### CONSIGNA 1
Resume en dos oraciones el texto sobre Pinochet.

### TEXTO DE ORIGEN
◆ ◆ ◆ ◆
Su muerte le libra de ser condenado por los tribunales, pero es de justicia recordar que ya se había quebrado el círculo de inmunidad (que impedía procesarle) construido a su medida como senador vitalicio; y que en ello jugó un importante papel la Audiencia Nacional de España al tramitar en 1989 una petición del juez Garzón de detención y extradición por terrorismo, genocidio y torturas. La petición no prosperó y, tras más de 500 días de retención en Londres, el ex dictador pudo regresar a Chile. Pero levantada la inmunidad ante delitos de jurisdicción universal y que por su propia naturaleza no tienen fecha de caducidad, otras demandas y querellas, algunas instadas desde otros países, han ido abriéndose camino frente a sus artimañas. Se han sucedido así sumarios sobre violaciones de derechos humanos y también sobre delitos económicos.

Todavía en octubre pasado, la Corte Suprema de Chile accedía a que Garzón interrogara a Pinochet y su esposa sobre movimientos financieros de la pareja que podrían ir dirigidos a eludir el embargo de bienes para indemnizaciones a las víctimas. Con su desaparición, Chile, consolidada hoy su democracia, pone fin a la pesadilla del pasado y cierra definitivamente el capítulo más cruel y siniestro de su historia reciente.

11 Diciembre 2006

La historia condenará a Pinochet

EL MUNDO (Director: Pedro J. Ramírez)

Leer

Hay personajes que son juzgados con escasa comprensión en su tiempo, pero que luego son reivindicados por las siguientes generaciones. No será éste el caso de Augusto Pinochet, que, tras dar un golpe de Estado contra el legítimo presidente Salvador Allende en 1973, sumió a Chile en una cruenta dictadura que duró casi 17 años.

Cerca de 3.000 ciudadanos fueron asesinados durante su implacable régimen y decenas de miles de chilenos tuvieron que abandonar el país por temor a la siniestra DINA, la policía política que mandaba el coronel Contreras.
◆ ◆ ◆ ◆
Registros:
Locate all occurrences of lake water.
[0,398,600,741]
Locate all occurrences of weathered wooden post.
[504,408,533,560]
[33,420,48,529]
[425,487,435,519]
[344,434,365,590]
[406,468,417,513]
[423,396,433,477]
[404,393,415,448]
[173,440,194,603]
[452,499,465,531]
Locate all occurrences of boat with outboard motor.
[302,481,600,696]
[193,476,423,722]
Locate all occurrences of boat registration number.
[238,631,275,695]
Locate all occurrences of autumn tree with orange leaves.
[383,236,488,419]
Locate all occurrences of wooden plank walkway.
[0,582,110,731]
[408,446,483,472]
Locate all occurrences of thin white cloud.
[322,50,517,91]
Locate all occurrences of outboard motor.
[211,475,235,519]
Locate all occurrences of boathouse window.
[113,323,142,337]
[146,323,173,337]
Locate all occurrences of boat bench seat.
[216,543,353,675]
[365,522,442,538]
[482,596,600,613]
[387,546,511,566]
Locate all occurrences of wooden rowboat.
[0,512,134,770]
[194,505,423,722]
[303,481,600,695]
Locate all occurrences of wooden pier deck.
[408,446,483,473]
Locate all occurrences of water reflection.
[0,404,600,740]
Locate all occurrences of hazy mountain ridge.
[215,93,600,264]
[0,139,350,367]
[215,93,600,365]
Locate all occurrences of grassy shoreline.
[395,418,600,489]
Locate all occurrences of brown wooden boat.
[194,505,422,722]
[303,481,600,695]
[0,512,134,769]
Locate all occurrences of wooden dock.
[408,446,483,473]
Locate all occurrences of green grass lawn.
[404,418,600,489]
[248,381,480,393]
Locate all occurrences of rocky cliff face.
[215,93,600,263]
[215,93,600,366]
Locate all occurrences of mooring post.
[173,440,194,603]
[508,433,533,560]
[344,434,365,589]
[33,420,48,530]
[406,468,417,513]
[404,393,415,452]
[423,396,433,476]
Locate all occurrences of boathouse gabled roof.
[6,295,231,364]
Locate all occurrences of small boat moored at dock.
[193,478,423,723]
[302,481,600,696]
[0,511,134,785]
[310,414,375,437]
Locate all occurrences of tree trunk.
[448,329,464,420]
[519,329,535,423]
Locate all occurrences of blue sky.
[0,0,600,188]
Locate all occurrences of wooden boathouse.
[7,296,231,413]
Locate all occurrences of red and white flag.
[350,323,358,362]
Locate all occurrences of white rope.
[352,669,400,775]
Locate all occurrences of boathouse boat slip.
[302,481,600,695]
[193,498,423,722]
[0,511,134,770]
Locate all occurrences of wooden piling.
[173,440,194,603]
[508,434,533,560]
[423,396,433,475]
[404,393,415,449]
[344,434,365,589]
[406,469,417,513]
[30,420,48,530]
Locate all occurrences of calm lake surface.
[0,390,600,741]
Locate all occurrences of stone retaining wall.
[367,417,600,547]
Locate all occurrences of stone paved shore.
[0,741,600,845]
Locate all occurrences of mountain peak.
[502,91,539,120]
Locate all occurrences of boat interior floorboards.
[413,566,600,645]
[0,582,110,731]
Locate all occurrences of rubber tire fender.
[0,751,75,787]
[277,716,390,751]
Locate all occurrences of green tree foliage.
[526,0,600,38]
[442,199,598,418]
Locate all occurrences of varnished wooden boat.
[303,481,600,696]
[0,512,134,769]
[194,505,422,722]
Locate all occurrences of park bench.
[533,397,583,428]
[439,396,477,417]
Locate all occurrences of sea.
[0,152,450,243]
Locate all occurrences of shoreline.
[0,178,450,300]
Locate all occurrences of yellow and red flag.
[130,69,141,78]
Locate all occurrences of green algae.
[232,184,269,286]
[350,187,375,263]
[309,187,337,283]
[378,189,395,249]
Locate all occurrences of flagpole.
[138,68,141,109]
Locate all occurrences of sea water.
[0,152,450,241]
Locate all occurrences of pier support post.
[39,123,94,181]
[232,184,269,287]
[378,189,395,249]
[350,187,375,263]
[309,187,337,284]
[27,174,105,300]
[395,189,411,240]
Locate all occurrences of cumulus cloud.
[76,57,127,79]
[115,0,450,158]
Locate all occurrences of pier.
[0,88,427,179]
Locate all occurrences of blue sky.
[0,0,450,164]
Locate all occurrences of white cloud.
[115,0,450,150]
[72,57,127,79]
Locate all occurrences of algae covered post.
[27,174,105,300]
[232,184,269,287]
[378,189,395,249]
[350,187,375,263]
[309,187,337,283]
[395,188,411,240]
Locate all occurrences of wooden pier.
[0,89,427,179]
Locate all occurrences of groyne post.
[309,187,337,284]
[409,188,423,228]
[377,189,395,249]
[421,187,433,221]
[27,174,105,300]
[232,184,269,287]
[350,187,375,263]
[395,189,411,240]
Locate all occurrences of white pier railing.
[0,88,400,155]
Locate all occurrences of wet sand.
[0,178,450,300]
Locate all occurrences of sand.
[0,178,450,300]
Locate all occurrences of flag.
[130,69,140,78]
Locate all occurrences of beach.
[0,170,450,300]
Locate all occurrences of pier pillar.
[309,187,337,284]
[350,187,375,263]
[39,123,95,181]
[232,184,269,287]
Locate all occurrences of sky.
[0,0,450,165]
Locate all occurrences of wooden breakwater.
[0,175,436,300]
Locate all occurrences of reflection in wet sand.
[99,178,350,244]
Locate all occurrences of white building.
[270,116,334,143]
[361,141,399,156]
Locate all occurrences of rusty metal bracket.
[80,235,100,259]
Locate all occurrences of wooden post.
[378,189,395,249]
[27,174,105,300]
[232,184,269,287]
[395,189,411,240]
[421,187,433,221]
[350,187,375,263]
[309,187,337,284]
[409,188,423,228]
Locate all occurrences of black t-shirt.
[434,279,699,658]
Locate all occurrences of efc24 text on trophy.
◆ ◆ ◆ ◆
### CONSIGNA 2
Cuenta las filas que contienen la palabra "cloud", teniendo en cuenta mayúsculas y minúsculas. Da solo el número.

### SOLUCIÓN 1
La muerte de Pinochet le libra de una condena judicial, aunque ya se había roto la inmunidad que le protegía como senador vitalicio, en buena parte por la petición de detención y extradición de Garzón tramitada por la Audiencia Nacional, y después se sucedieron sumarios por violaciones de derechos humanos y por delitos económicos. El texto lo presenta además como autor del golpe de Estado de 1973 contra Salvador Allende y de una dictadura de casi 17 años, en la que cerca de 3.000 ciudadanos fueron asesinados y decenas de miles de chilenos abandonaron el país por temor a la DINA.

### SOLUCIÓN 2
3